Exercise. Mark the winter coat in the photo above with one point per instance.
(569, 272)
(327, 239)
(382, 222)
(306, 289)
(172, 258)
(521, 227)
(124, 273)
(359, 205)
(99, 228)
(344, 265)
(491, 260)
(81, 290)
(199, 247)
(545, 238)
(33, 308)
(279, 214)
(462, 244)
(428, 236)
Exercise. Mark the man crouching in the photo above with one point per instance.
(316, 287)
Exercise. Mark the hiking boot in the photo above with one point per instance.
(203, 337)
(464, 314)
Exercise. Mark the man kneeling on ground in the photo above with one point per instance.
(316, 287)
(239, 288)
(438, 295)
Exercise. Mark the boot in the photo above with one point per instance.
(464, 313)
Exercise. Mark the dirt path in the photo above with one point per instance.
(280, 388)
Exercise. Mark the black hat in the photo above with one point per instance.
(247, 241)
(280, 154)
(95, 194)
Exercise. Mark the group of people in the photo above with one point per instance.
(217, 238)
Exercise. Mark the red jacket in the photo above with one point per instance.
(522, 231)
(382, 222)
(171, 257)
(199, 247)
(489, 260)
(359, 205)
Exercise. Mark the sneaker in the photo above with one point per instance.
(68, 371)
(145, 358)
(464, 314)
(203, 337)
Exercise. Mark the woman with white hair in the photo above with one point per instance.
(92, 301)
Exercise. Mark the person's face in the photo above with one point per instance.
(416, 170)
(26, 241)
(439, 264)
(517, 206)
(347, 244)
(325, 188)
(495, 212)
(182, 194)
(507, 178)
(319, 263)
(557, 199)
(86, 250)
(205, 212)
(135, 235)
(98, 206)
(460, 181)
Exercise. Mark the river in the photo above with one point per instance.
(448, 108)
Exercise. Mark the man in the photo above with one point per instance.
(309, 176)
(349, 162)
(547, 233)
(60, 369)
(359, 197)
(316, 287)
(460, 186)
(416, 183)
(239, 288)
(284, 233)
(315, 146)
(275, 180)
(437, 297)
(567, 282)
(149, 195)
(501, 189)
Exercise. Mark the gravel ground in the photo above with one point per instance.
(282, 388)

· · · · · · ·

* Prompt:
Swap "Mark" for "Locate" throughout all the items above, and write out the items again with nothing else altered.

* Answer to the exercise:
Exercise. Locate the winter coat in the photo above with one point per instance.
(569, 272)
(327, 239)
(382, 222)
(306, 289)
(172, 258)
(521, 227)
(124, 273)
(359, 205)
(99, 228)
(344, 265)
(491, 260)
(81, 290)
(199, 247)
(545, 238)
(33, 308)
(279, 214)
(462, 244)
(428, 236)
Exercise. Locate the man crouching in the photo above with one point per instance.
(316, 287)
Exercise. Locate the hiking boot in the photo above with one point per instance.
(203, 337)
(464, 314)
Exercise. Locate the man kneeling on ground in the photo above with one point per instance.
(316, 287)
(239, 288)
(438, 295)
Exercise. Locate the boot in the photo above with one point per instance.
(464, 313)
Exercise. Locate the dirt path in the photo above with one point per instance.
(280, 388)
Exercise. Locate the black hat in the photo above with one point per instance.
(247, 241)
(280, 154)
(95, 194)
Exercise. Locate the group of people in the photo above with one point per instance.
(217, 238)
Exercise. Locate the red jacket in the photo above with one point per instance.
(522, 231)
(382, 222)
(171, 257)
(199, 247)
(489, 260)
(359, 205)
Exercise. Locate the sneaker in the photo above with one point per instance.
(68, 371)
(145, 358)
(464, 314)
(203, 337)
Exercise. Locate the woman with white hair in the photo above with one point per instance.
(92, 301)
Exercise. Locate the person's face in the photo above with one point per instance.
(416, 170)
(26, 241)
(439, 264)
(517, 206)
(347, 244)
(325, 188)
(495, 212)
(182, 194)
(507, 178)
(319, 263)
(557, 199)
(86, 250)
(205, 212)
(135, 235)
(98, 206)
(460, 181)
Exercise. Locate the river in the photo above with one point per instance.
(448, 108)
Exercise. Locate the man in the photo above with one point per instance.
(309, 176)
(349, 162)
(547, 233)
(60, 369)
(359, 197)
(316, 287)
(460, 186)
(416, 183)
(239, 288)
(284, 233)
(315, 146)
(275, 180)
(437, 297)
(567, 282)
(149, 195)
(501, 189)
Exercise. Locate the gravel ground in the photo above with one point per instance.
(282, 388)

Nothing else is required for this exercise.